» **TEXT**
----

• 00:21:41 – The mixed results associated with the use of the ketogenic diet in treatment of cancer and how some cancers seem to be hurt by the metabolic switch of utilizing ketone bodies, which creates oxidative stress from the use of mitochondria, while other cancers seem to be able to use ketones effectively as an energy source, potentially accelerating their growth.
• 00:22:54 – Some of the early but promising pre-trial clinical anecdata suggesting potential complementary roles for the ketogenic diet and the fasting-mimicking diet (FMD) used in conjunction with conventional treatments like chemotherapy or radiotherapy for certain cancers like gliomas.
• 00:28:05 – How oncologists might approach incorporating the fasting-mimicking diet, which is still seeking further clinical validation and approval, into their patients’ care (if they choose to).
• 00:30:44 – In the context of aging, how the fasting mimicking diet has been shown to “reset” metabolism, driving down biomarkers associated with poor metabolic health, inflammation, and cardiovascular health.
• 00:31:45 – How, in contrast to chronic caloric restriction, the fasting-mimicking diet seems to normalize biomarkers like blood pressure and fasting glucose rather than continuing to drive them down into ranges lower than might be considered healthy.
• 00:34:09 – The prospect of using emerging ways of measuring aging objectively, such as through DNA methylation profiles, to tell whether or not an intervention like fasting is having an effect on aging as a whole.

----

» **INFORMATION GIVEN**

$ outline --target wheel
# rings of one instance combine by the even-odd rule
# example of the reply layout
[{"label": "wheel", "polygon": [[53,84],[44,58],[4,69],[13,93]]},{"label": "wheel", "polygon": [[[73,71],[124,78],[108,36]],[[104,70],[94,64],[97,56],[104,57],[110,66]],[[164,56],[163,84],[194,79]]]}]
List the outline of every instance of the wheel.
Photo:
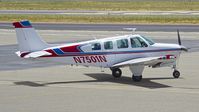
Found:
[{"label": "wheel", "polygon": [[113,77],[119,78],[119,77],[122,76],[122,71],[119,68],[114,68],[114,69],[111,69],[111,70],[112,70]]},{"label": "wheel", "polygon": [[141,80],[142,80],[142,75],[140,75],[140,76],[132,76],[132,79],[133,79],[133,81],[135,81],[135,82],[140,82]]},{"label": "wheel", "polygon": [[178,70],[173,71],[173,77],[174,78],[179,78],[180,77],[180,72]]}]

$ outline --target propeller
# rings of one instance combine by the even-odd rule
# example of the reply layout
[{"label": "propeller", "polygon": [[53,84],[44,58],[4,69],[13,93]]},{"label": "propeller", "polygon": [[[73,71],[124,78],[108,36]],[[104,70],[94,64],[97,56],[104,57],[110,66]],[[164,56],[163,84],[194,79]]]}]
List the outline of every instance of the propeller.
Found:
[{"label": "propeller", "polygon": [[178,44],[181,46],[181,50],[187,52],[188,49],[186,47],[182,46],[179,29],[177,29],[177,35],[178,35]]},{"label": "propeller", "polygon": [[180,33],[179,33],[179,29],[177,29],[177,34],[178,34],[178,44],[182,45],[181,38],[180,38]]}]

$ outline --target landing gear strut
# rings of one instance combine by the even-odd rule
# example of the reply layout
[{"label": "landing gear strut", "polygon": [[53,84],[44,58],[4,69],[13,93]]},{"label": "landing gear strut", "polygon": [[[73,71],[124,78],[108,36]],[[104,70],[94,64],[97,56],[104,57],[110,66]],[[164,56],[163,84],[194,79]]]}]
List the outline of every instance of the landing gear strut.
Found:
[{"label": "landing gear strut", "polygon": [[122,71],[119,68],[111,68],[112,75],[115,78],[120,78],[122,76]]},{"label": "landing gear strut", "polygon": [[132,76],[132,79],[133,79],[133,81],[135,81],[135,82],[140,82],[140,81],[142,80],[142,75],[140,75],[140,76],[135,76],[135,75],[133,75],[133,76]]},{"label": "landing gear strut", "polygon": [[180,77],[180,72],[178,70],[173,71],[173,77],[174,78],[179,78]]}]

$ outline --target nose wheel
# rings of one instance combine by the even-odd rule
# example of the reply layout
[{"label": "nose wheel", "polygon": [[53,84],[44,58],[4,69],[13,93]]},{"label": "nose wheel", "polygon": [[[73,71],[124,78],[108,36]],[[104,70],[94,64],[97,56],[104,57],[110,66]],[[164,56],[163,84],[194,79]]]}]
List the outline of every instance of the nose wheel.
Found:
[{"label": "nose wheel", "polygon": [[135,81],[135,82],[140,82],[140,81],[142,80],[142,75],[140,75],[140,76],[135,76],[135,75],[133,75],[133,76],[132,76],[132,79],[133,79],[133,81]]},{"label": "nose wheel", "polygon": [[111,71],[112,71],[113,77],[115,78],[120,78],[122,76],[122,71],[119,68],[112,68]]},{"label": "nose wheel", "polygon": [[173,71],[173,77],[174,78],[179,78],[180,77],[180,72],[178,70]]}]

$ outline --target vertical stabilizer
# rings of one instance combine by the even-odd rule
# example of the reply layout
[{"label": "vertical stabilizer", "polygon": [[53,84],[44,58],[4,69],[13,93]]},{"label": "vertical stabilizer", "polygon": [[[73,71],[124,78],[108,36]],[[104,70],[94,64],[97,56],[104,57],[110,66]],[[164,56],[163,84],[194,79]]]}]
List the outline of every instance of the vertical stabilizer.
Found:
[{"label": "vertical stabilizer", "polygon": [[48,47],[48,44],[40,38],[29,21],[14,22],[13,25],[20,52],[39,51]]}]

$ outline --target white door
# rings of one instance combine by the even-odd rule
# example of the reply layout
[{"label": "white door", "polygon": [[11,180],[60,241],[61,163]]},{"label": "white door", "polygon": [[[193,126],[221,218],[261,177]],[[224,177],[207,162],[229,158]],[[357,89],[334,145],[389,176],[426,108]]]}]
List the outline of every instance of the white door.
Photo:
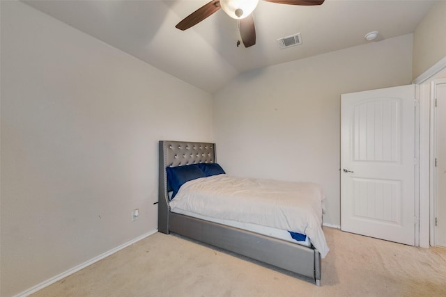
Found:
[{"label": "white door", "polygon": [[446,83],[437,85],[436,95],[436,243],[446,247]]},{"label": "white door", "polygon": [[415,86],[341,96],[341,229],[415,244]]}]

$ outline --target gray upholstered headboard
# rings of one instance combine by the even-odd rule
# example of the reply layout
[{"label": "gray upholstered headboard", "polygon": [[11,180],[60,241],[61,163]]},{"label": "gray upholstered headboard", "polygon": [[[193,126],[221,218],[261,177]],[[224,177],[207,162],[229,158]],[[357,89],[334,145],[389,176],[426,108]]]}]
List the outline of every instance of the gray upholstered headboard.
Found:
[{"label": "gray upholstered headboard", "polygon": [[198,163],[215,163],[215,144],[187,141],[160,141],[158,230],[169,233],[169,198],[167,167]]}]

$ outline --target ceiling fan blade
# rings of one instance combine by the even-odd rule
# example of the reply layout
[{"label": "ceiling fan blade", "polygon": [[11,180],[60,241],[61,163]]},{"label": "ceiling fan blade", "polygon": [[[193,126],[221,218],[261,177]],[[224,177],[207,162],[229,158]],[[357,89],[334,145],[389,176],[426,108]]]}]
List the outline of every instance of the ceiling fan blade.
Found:
[{"label": "ceiling fan blade", "polygon": [[238,20],[240,35],[245,47],[249,47],[256,44],[256,27],[254,25],[252,13],[244,19]]},{"label": "ceiling fan blade", "polygon": [[267,2],[289,5],[321,5],[325,0],[263,0]]},{"label": "ceiling fan blade", "polygon": [[180,30],[184,31],[188,29],[209,17],[219,9],[220,9],[220,0],[213,0],[189,15],[175,26]]}]

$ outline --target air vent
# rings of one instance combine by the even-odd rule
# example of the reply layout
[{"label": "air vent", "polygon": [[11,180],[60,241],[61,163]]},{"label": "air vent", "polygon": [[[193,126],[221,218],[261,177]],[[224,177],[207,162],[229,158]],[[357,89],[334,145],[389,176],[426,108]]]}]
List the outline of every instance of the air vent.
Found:
[{"label": "air vent", "polygon": [[279,49],[285,49],[286,47],[294,47],[295,45],[302,45],[302,38],[300,33],[298,33],[291,36],[284,37],[277,40],[277,44]]}]

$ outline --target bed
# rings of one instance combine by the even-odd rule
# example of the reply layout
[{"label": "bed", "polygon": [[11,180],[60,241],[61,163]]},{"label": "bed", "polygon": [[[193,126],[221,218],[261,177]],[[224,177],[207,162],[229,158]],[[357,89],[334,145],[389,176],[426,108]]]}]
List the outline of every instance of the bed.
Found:
[{"label": "bed", "polygon": [[[206,215],[188,212],[187,210],[176,210],[174,204],[171,207],[172,192],[176,190],[178,197],[183,194],[185,188],[193,186],[207,179],[226,179],[226,175],[216,175],[206,179],[197,179],[188,182],[181,191],[178,191],[171,180],[168,182],[167,170],[177,167],[185,168],[192,164],[216,165],[215,144],[185,141],[160,141],[159,143],[159,200],[158,231],[169,234],[176,233],[181,236],[203,242],[249,258],[266,263],[313,279],[317,286],[321,285],[321,253],[325,256],[328,249],[325,243],[319,244],[316,249],[309,236],[305,240],[297,243],[294,239],[286,240],[284,234],[276,234],[277,228],[259,232],[258,224],[231,224],[224,218],[211,218]],[[178,169],[178,168],[176,168]],[[199,185],[201,186],[201,184]],[[179,199],[179,198],[178,198]],[[322,232],[322,218],[319,225],[314,228],[320,236]],[[261,234],[263,233],[263,234]],[[290,232],[289,234],[292,234]],[[300,235],[298,234],[297,235]],[[322,233],[323,237],[323,233]],[[299,240],[301,240],[300,239]],[[324,246],[324,244],[325,246]],[[317,244],[316,244],[317,246]]]}]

----

» **EXERCISE INSTRUCTIONS**
a) Answer these questions using the timestamped list on diet, cancer, and aging:
(i) Which cancers does the list give as an example where the ketogenic diet and the fasting-mimicking diet might play complementary roles?
(ii) Which two biomarkers does the fasting-mimicking diet seem to normalize, in contrast to chronic caloric restriction?
(iii) What example does the list give of a way to measure aging objectively?
b) List every timestamp that appears in the timestamped list on diet, cancer, and aging.

» **ANSWERS FOR THE TASKS**
a)
(i) Gliomas
(ii) Blood pressure and fasting glucose
(iii) DNA methylation profiles

b) 00:21:41, 00:22:54, 00:28:05, 00:30:44, 00:31:45, 00:34:09